▶
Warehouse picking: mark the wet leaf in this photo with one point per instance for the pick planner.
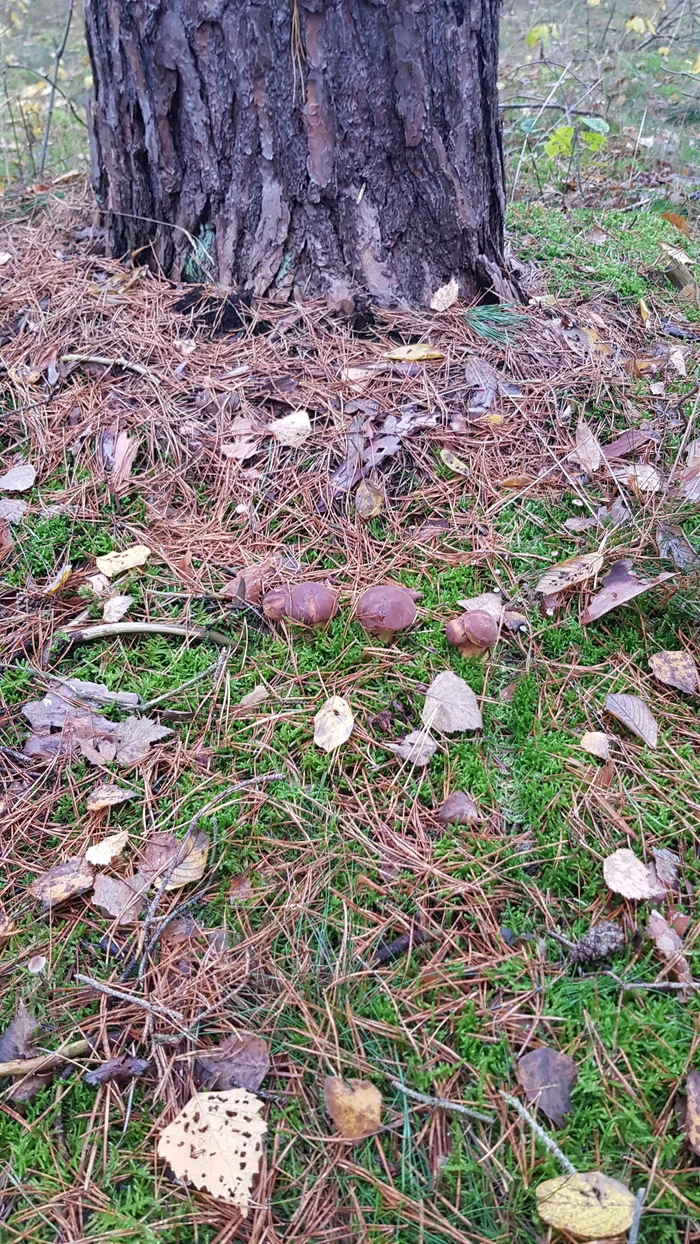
(332, 724)
(597, 744)
(619, 586)
(547, 1077)
(628, 876)
(413, 353)
(675, 669)
(18, 479)
(635, 714)
(588, 1204)
(240, 1061)
(570, 572)
(112, 564)
(62, 882)
(450, 705)
(215, 1143)
(354, 1106)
◀
Problem details —
Rewrite all of the lines above, including the request line, raising every x and y coordinate in the points by 50 and leaving the picture out.

Output of the exercise —
Warehouse picking: mark the wet leaf in this photo with one point per instance for the pick planner.
(382, 774)
(647, 794)
(669, 636)
(597, 1127)
(678, 926)
(463, 403)
(725, 719)
(68, 529)
(685, 764)
(638, 1254)
(290, 1111)
(620, 622)
(162, 614)
(112, 932)
(500, 755)
(265, 1193)
(404, 1156)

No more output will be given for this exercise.